Reproduce the compiler list in the forum thread below, beginning at the words "- XLA (Google): https://www.tensorflow.org/performance/xla/" and stopping after "(http://julialang.org) as well.", with "Intel" replaced by "Intel Corporation".

Source excerpt ::

○ ○ ○ ○ ○

DLVM: A modern compiler framework for neural network DSLs

dlvm.org

75 points by protomok 8 years ago · 19 comments

Reader

wcrichton 8 years ago

Current tally of high-performance, deep-learning-oriented DSLs/IRs/compilers, in no particular order:

- TensorComprehensions (Facebook): https://github.com/facebookresearch/TensorComprehensions

- XLA (Google): https://www.tensorflow.org/performance/xla/

- taco (MIT): http://tensor-compiler.org/

- DLVM (UIUC): http://dlvm.org/

- nGraph (Intel): http://ngraph.nervanasys.com/docs/cpp/

- TVM (DMLC): https://github.com/dmlc/tvm

Honorable mention to Julia (http://julialang.org) as well.

○ ○ ○ ○ ○

Stored data ::
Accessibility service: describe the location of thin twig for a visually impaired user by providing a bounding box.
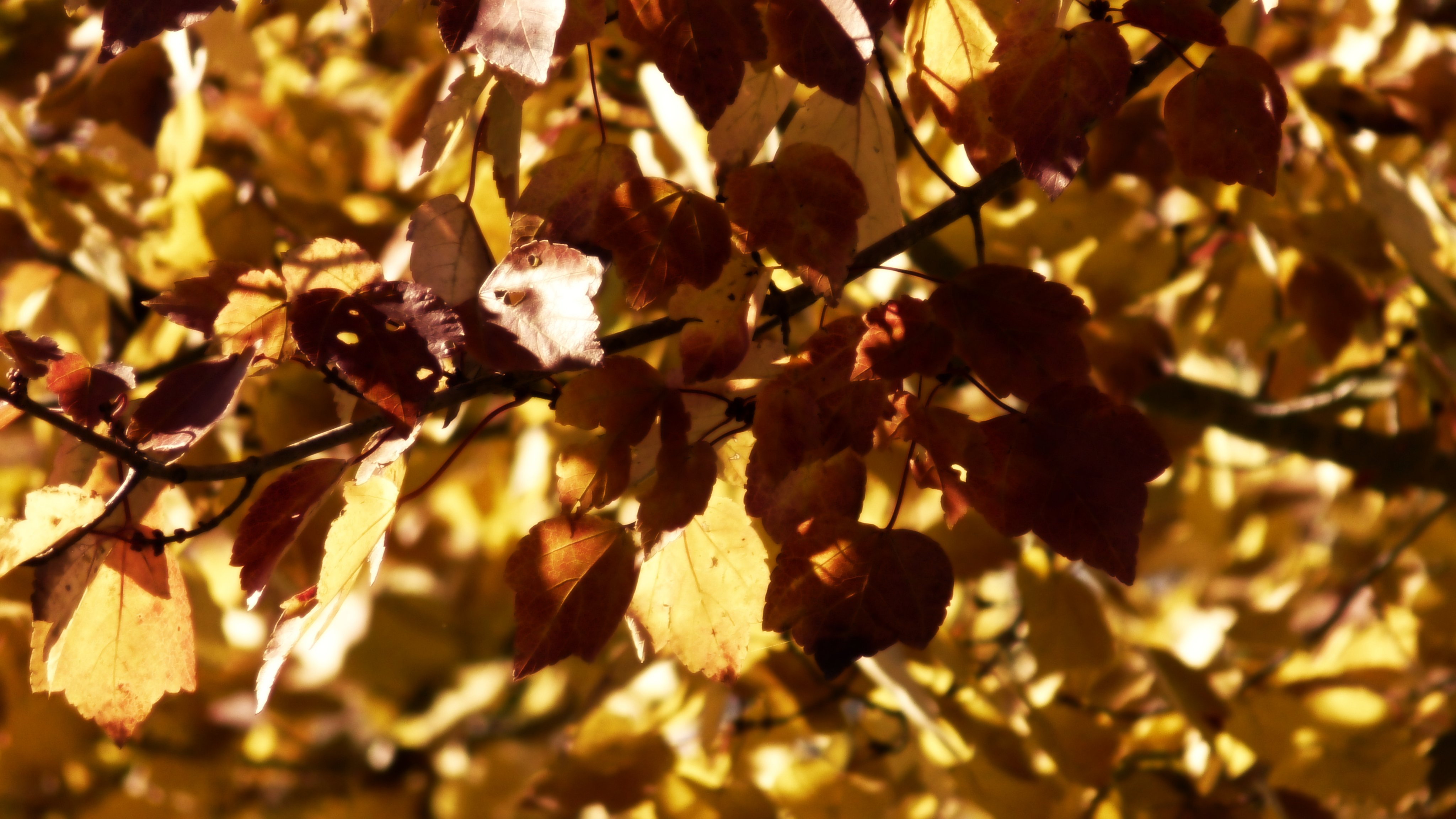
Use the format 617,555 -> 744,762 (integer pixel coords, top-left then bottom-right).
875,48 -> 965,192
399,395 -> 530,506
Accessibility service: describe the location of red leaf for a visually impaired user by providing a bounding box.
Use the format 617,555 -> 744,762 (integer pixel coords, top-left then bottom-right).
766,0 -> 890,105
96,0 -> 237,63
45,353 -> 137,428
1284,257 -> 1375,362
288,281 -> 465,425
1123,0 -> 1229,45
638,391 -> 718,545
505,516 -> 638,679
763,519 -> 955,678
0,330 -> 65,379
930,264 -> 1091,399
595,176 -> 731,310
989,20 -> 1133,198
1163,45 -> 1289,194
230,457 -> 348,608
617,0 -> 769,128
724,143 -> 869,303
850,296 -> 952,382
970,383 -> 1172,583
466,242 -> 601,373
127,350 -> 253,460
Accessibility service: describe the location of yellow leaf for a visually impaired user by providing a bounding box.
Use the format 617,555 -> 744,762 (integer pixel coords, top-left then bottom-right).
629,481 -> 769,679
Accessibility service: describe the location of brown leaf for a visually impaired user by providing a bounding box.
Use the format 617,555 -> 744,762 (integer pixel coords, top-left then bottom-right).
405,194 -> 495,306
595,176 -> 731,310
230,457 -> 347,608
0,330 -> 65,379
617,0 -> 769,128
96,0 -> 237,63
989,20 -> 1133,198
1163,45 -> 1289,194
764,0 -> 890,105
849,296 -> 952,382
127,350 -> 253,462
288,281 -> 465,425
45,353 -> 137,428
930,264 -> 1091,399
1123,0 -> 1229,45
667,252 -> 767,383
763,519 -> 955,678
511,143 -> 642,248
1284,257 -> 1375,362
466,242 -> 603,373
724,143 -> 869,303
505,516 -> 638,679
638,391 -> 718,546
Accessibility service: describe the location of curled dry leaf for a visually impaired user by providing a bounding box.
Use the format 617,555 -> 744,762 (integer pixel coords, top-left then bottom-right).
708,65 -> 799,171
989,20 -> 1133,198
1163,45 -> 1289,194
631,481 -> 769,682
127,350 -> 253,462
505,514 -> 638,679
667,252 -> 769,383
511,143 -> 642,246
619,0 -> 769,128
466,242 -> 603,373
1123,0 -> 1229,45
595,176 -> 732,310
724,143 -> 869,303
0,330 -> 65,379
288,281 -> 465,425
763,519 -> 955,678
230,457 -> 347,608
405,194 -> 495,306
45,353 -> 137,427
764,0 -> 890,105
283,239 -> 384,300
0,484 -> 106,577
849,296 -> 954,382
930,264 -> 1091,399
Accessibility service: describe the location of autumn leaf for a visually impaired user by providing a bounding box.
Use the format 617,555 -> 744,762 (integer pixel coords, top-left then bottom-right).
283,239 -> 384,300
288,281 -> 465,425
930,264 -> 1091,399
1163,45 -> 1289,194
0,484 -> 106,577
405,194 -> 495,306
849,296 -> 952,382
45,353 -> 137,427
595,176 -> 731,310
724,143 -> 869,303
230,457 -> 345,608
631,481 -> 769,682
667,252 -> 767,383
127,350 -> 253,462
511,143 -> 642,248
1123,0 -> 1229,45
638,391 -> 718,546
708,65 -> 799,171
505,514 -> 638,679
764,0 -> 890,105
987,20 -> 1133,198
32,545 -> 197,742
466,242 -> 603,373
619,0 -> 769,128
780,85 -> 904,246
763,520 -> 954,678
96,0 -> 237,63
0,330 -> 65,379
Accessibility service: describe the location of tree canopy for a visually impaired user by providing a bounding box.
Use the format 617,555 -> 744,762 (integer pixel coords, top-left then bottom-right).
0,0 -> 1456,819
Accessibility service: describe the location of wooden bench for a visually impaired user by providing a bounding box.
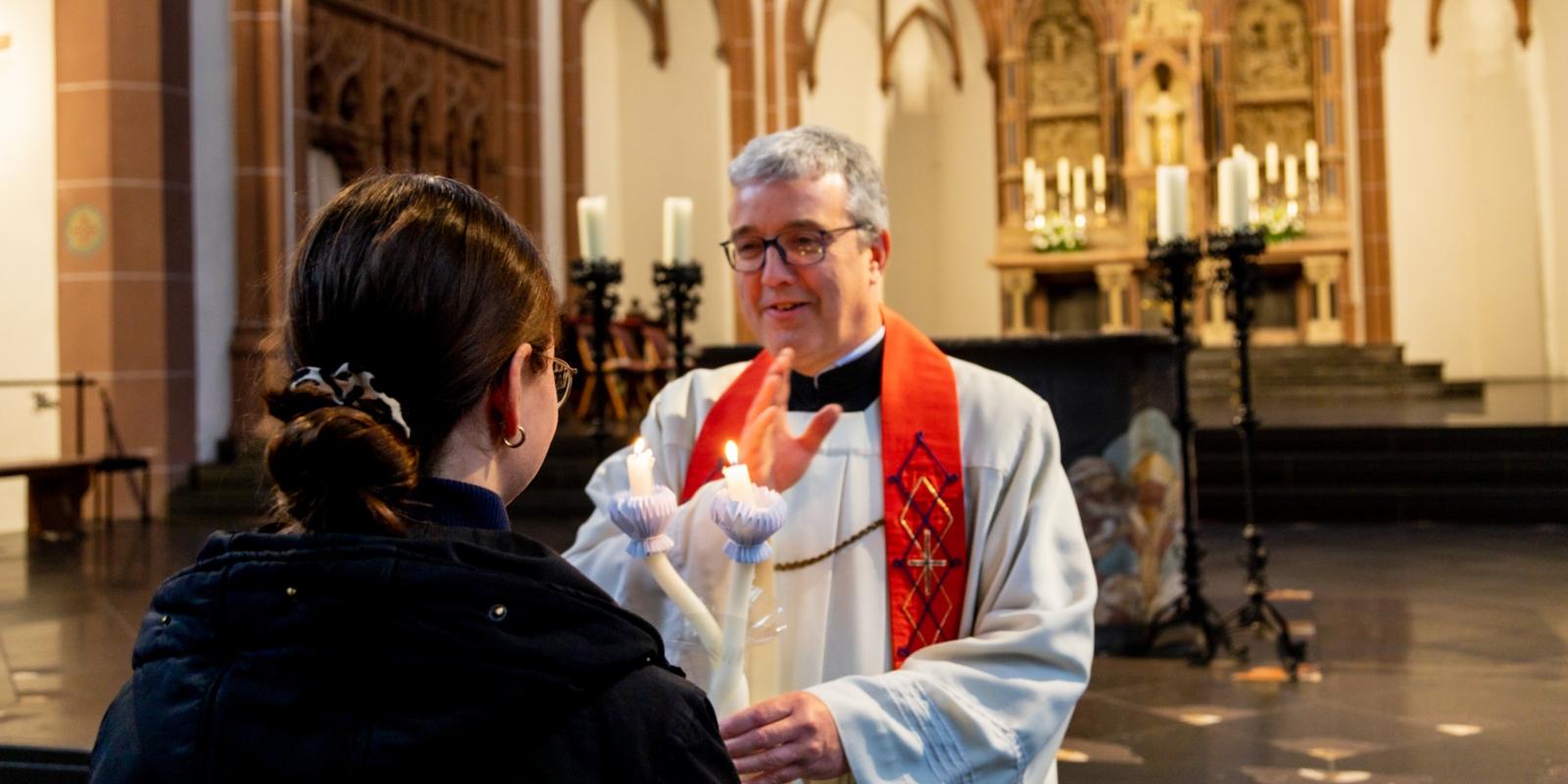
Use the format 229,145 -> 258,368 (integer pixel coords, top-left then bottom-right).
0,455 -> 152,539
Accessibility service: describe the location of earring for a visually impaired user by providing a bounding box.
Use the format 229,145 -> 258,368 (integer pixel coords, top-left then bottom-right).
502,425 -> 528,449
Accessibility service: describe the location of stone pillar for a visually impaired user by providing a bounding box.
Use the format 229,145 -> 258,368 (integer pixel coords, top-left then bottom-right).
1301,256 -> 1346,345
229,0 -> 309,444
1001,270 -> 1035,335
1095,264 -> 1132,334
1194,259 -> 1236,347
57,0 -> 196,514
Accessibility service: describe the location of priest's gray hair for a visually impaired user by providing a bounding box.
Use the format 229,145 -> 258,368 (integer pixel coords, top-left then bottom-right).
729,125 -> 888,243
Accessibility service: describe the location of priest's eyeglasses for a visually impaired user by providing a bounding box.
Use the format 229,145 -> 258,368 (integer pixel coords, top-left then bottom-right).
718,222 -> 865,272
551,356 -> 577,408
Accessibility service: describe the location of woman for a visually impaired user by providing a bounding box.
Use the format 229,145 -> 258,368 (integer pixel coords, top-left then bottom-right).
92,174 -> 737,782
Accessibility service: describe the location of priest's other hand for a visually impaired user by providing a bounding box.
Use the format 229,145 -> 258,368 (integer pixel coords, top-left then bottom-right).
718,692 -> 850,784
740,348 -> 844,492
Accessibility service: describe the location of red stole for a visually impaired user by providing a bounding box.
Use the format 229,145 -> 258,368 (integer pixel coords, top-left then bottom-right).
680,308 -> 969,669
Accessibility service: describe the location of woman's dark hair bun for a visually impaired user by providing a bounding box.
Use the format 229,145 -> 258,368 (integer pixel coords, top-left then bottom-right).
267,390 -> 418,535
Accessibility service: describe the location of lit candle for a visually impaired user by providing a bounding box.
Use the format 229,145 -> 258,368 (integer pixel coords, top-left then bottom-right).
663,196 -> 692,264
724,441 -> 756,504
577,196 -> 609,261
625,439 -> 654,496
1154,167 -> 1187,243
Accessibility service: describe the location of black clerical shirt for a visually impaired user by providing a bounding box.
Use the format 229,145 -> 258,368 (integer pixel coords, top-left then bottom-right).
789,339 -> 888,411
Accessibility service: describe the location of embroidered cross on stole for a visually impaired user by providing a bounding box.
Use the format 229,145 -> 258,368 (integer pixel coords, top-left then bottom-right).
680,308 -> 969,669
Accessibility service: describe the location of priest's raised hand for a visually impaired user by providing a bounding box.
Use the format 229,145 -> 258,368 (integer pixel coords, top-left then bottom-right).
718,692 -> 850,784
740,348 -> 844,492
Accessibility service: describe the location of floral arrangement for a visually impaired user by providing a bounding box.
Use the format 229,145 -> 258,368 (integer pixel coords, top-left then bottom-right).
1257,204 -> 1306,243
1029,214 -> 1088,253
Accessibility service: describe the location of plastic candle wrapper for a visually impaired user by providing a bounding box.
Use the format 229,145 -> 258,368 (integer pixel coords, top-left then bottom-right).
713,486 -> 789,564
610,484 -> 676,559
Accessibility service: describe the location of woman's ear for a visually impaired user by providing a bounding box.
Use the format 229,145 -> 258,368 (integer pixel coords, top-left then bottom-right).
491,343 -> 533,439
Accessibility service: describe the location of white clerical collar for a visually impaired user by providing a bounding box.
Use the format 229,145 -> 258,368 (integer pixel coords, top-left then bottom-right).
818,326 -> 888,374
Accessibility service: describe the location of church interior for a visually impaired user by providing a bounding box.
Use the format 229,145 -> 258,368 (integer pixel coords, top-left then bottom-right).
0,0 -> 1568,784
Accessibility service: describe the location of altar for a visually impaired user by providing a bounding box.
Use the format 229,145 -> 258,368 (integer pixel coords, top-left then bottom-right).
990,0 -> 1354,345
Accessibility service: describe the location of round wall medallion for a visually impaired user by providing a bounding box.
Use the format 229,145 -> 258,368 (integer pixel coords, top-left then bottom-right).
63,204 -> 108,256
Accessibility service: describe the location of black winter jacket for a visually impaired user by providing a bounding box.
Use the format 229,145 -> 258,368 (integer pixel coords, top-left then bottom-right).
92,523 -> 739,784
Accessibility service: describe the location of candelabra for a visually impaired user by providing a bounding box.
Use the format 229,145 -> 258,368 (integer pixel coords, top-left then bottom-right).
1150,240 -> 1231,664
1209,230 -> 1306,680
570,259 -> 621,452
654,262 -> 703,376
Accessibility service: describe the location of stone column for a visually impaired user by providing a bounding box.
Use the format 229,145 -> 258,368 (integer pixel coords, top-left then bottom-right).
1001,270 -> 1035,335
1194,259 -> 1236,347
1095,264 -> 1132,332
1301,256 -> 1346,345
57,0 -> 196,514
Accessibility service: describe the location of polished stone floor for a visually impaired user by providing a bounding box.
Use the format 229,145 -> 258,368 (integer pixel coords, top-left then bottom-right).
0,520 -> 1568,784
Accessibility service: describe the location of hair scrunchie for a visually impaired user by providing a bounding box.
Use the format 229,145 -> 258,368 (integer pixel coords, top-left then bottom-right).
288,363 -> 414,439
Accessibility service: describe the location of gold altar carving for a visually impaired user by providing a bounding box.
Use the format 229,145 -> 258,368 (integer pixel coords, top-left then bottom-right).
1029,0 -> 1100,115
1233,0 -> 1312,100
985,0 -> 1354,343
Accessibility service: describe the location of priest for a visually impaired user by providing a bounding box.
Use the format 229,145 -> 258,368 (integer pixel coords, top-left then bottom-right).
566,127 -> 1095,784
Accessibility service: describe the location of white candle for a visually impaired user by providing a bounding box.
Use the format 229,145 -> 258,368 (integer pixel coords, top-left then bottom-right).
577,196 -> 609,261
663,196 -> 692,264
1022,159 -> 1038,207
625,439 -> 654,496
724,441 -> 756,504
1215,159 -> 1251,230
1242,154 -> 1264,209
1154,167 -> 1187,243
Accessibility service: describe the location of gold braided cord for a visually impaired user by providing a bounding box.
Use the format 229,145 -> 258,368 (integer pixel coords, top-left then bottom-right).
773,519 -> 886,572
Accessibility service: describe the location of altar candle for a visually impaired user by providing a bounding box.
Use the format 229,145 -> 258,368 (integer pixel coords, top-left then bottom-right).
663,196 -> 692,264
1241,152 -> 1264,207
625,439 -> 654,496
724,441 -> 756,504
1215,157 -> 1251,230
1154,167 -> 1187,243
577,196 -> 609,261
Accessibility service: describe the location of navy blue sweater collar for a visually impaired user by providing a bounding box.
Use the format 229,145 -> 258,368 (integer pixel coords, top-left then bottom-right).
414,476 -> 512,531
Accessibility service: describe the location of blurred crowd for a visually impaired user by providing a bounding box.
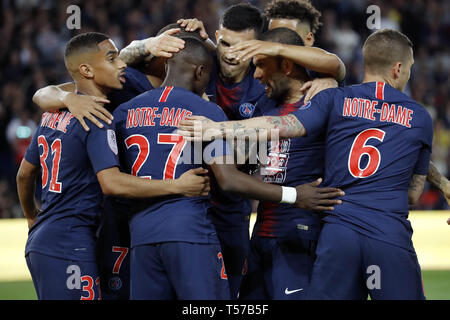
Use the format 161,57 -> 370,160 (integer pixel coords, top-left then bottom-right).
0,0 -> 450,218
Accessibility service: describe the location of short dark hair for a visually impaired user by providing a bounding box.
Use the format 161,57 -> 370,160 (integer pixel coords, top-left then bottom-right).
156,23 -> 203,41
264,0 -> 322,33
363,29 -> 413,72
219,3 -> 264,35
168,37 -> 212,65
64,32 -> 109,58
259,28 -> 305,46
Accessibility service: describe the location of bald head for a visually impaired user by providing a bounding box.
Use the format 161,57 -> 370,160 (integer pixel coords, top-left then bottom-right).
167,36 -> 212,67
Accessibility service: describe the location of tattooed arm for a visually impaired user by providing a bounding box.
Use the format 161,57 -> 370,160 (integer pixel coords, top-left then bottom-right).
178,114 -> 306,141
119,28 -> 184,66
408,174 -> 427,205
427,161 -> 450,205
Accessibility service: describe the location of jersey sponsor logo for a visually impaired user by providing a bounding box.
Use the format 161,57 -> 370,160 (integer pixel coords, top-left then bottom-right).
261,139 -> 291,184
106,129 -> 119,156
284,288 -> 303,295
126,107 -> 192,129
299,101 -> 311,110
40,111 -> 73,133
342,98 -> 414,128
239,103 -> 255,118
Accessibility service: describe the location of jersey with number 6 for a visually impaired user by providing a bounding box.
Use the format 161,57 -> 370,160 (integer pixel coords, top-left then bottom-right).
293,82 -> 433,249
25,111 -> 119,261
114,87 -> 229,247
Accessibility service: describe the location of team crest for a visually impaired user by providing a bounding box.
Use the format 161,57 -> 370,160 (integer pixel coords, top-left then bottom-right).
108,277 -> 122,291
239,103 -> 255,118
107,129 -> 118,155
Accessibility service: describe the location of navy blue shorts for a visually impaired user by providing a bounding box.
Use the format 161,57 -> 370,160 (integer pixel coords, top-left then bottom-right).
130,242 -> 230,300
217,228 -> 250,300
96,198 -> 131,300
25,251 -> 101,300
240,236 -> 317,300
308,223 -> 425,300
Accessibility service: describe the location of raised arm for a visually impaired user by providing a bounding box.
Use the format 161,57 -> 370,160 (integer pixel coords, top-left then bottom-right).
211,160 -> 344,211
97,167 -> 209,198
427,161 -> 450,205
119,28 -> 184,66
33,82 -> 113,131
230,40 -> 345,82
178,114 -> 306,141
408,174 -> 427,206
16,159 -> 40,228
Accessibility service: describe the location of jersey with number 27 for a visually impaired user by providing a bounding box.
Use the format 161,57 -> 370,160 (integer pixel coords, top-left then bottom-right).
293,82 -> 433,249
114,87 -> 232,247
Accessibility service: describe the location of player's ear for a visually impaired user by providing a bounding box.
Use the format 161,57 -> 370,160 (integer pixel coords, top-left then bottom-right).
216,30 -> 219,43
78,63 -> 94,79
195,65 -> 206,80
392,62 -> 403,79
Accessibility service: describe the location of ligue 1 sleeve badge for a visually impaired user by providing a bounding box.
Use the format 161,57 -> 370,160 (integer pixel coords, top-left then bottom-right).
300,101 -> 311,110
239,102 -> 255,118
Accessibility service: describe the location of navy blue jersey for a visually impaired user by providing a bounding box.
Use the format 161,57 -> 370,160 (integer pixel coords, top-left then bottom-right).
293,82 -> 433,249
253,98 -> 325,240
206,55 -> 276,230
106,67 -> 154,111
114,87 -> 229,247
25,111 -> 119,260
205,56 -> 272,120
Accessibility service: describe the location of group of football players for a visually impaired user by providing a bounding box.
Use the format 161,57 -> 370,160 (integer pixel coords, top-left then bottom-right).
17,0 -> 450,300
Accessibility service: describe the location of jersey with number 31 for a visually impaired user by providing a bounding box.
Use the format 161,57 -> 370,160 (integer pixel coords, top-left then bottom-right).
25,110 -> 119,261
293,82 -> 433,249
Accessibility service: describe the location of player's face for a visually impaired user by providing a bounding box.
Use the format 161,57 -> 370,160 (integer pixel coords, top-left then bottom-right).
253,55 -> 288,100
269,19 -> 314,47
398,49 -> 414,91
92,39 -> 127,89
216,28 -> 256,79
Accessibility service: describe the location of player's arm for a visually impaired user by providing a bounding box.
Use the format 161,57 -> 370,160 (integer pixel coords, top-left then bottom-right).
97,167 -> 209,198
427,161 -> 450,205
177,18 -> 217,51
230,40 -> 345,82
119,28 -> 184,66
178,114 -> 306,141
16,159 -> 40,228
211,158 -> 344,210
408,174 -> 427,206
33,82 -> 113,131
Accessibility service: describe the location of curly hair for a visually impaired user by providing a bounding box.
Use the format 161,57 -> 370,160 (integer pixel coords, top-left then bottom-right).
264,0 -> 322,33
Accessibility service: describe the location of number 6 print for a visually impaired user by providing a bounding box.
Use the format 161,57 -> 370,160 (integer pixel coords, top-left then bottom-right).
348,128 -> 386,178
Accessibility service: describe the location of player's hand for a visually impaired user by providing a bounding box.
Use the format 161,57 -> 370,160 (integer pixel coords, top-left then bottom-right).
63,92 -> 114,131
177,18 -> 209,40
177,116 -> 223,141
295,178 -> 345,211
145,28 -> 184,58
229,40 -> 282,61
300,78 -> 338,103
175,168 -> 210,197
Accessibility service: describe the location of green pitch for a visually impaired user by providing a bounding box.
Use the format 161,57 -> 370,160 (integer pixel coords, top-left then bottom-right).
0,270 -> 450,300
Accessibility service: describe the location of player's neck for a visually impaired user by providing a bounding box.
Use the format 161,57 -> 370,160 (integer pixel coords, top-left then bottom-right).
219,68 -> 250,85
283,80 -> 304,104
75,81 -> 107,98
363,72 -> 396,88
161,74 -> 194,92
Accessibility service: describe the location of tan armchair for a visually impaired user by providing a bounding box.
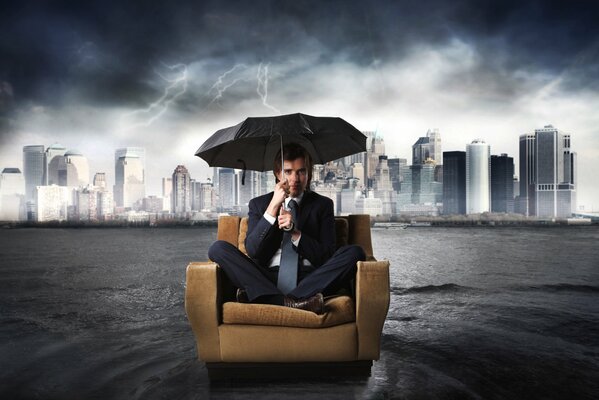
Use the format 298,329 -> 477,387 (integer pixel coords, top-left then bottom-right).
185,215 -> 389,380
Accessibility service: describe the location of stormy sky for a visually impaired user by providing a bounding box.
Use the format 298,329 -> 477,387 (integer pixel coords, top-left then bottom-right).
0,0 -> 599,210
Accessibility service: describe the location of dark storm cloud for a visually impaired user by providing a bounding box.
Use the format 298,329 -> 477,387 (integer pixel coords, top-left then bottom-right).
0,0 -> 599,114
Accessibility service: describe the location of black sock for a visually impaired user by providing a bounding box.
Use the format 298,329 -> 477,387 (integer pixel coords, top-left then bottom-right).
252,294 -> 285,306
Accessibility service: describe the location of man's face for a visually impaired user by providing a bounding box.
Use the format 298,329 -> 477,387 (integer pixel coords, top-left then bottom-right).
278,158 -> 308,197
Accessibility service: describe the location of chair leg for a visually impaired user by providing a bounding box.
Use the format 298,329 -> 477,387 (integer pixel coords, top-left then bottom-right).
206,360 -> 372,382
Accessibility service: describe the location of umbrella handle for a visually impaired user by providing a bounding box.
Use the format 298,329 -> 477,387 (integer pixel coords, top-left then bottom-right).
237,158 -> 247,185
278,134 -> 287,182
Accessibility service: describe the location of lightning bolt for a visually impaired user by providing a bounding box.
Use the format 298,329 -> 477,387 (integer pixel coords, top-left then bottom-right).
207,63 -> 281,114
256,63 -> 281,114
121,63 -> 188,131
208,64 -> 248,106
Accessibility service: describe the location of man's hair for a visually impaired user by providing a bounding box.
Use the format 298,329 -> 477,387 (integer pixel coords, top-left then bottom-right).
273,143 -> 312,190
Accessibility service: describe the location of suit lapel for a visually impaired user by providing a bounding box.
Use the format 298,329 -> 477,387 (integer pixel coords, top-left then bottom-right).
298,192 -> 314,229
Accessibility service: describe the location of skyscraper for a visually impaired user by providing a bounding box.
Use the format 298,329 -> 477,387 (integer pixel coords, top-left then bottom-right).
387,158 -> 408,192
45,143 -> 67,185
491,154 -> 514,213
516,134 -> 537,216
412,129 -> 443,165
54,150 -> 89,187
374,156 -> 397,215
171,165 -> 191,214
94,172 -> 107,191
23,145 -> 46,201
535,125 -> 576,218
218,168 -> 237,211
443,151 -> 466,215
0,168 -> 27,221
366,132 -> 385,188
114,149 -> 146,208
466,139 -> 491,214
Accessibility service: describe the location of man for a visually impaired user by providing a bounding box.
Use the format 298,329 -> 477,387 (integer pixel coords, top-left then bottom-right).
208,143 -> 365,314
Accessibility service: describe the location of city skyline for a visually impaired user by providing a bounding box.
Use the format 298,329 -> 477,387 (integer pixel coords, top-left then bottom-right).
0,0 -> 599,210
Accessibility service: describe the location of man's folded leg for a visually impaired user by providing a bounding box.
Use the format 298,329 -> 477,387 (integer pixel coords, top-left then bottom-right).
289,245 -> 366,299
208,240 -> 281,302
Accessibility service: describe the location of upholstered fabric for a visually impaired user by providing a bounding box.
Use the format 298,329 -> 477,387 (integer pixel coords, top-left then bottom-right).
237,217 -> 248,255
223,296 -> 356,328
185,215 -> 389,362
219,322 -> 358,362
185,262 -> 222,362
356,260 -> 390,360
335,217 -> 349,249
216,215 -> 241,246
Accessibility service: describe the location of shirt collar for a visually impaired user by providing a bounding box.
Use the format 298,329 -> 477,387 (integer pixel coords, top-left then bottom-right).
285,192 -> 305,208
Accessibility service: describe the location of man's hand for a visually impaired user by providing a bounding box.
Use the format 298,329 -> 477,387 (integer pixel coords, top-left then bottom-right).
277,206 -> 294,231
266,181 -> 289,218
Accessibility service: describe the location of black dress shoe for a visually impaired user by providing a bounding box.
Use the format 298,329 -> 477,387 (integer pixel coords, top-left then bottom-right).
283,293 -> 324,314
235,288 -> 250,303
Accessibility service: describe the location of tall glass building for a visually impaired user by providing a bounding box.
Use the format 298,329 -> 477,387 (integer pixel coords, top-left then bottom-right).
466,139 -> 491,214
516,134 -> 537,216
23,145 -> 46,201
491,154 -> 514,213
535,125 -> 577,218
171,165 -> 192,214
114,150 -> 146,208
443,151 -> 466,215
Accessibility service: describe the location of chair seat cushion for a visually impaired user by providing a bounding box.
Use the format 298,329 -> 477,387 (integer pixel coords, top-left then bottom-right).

○ ○ ○ ○ ○

Written solution ::
- XLA (Google): https://www.tensorflow.org/performance/xla/

- taco (MIT): http://tensor-compiler.org/

- DLVM (UIUC): http://dlvm.org/

- nGraph (Intel Corporation): http://ngraph.nervanasys.com/docs/cpp/

- TVM (DMLC): https://github.com/dmlc/tvm

Honorable mention to Julia (http://julialang.org) as well.